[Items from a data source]
Content starts

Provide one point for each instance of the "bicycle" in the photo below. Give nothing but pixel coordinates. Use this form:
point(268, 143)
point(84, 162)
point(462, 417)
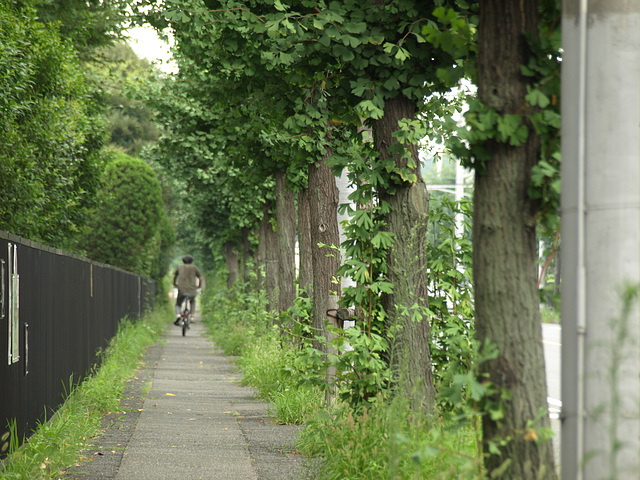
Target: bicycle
point(187, 315)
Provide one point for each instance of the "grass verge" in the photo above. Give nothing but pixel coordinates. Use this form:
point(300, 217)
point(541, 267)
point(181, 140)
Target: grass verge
point(55, 444)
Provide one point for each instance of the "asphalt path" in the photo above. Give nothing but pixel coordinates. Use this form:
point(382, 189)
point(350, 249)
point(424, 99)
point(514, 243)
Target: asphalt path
point(552, 344)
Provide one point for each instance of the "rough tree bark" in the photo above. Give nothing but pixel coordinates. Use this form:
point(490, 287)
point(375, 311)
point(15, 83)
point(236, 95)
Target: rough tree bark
point(323, 209)
point(268, 248)
point(407, 264)
point(231, 256)
point(286, 234)
point(246, 254)
point(305, 272)
point(504, 253)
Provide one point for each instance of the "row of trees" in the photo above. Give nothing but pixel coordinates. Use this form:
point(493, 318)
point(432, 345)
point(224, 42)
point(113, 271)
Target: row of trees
point(274, 99)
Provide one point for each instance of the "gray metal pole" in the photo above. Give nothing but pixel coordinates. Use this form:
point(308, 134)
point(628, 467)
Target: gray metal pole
point(601, 238)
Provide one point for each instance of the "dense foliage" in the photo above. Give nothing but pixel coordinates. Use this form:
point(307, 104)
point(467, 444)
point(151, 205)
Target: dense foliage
point(50, 134)
point(129, 228)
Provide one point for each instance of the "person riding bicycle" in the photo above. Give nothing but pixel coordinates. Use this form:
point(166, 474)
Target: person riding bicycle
point(187, 278)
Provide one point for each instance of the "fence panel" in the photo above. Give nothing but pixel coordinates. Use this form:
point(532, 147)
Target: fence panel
point(56, 311)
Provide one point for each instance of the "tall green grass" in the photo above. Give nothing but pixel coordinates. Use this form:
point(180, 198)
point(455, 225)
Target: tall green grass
point(387, 440)
point(56, 443)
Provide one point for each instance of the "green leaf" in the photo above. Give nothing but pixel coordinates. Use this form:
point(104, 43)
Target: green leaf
point(536, 97)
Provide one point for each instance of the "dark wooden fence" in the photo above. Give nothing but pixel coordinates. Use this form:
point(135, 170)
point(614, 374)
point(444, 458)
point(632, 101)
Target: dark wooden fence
point(56, 311)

Content ends

**ACTION ITEM**
Pictures stay out. Repeat only the lines from the beginning of the data through the line that has "point(236, 95)".

**SOLUTION TO THIS EXERCISE**
Provide one point for each instance of the "bicycle" in the photo below. Give nothing but pixel coordinates. Use this form:
point(268, 143)
point(84, 162)
point(462, 417)
Target: bicycle
point(187, 315)
Provide one point for each instance of the "grass verge" in the photo above. Give nothing but pixel coordinates. Use this form:
point(300, 217)
point(541, 267)
point(181, 140)
Target: grass verge
point(55, 444)
Provide one point for each instance of the "asphalt path" in the photo above. Give nothing but pixel coordinates. Use this form:
point(382, 189)
point(350, 249)
point(424, 99)
point(514, 243)
Target: asphalt path
point(552, 344)
Provide one point for each instance of the "rough tree bark" in the photo above. Give nothing but pixel coordinates. Use this form:
point(490, 287)
point(375, 311)
point(15, 83)
point(236, 95)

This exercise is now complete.